DATASET RECORDS:
------

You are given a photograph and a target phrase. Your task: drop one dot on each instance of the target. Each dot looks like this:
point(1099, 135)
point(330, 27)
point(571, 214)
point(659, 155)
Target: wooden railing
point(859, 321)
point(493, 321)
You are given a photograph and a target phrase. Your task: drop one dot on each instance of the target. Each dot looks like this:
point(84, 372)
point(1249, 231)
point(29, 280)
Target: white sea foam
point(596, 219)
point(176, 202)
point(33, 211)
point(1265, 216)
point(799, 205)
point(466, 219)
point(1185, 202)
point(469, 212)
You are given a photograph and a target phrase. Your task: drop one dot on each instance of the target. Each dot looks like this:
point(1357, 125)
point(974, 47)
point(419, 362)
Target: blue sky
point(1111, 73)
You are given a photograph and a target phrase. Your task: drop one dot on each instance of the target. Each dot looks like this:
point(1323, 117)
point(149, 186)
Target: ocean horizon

------

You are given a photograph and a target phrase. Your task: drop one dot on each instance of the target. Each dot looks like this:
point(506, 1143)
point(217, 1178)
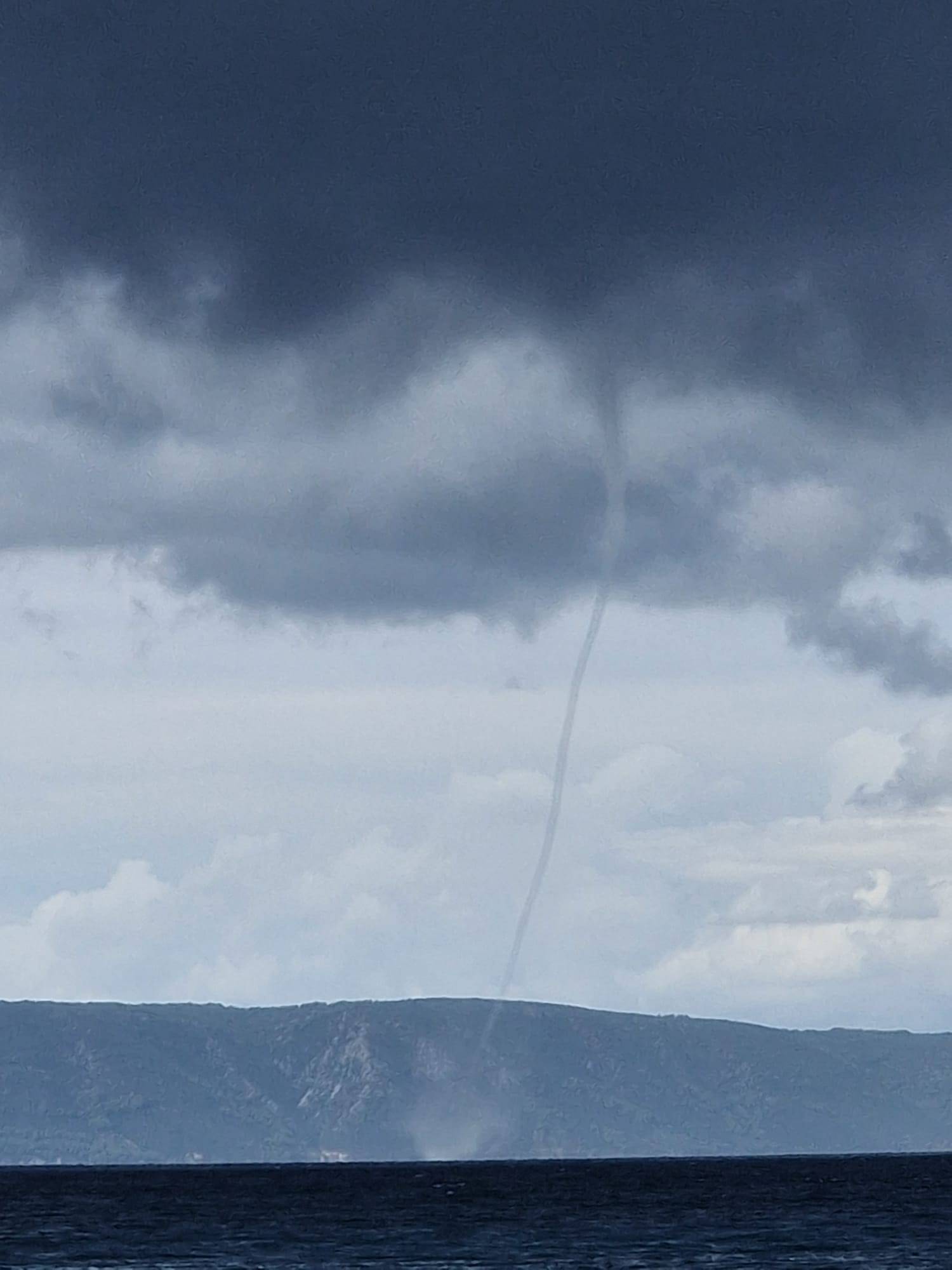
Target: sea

------

TASK TO CARRY OUT: Repeat, exactly as they stand above, the lines from the line with "Target: white sea foam" to the line with "point(974, 47)", both lines included.

ANSWER TO THE EXERCISE:
Target: white sea foam
point(596, 219)
point(176, 202)
point(33, 211)
point(1265, 216)
point(799, 205)
point(466, 219)
point(1185, 202)
point(469, 212)
You are given a photograph and a target phrase. Your task: drop one dot on each instance of the target. Each dot looks like this:
point(1357, 125)
point(974, 47)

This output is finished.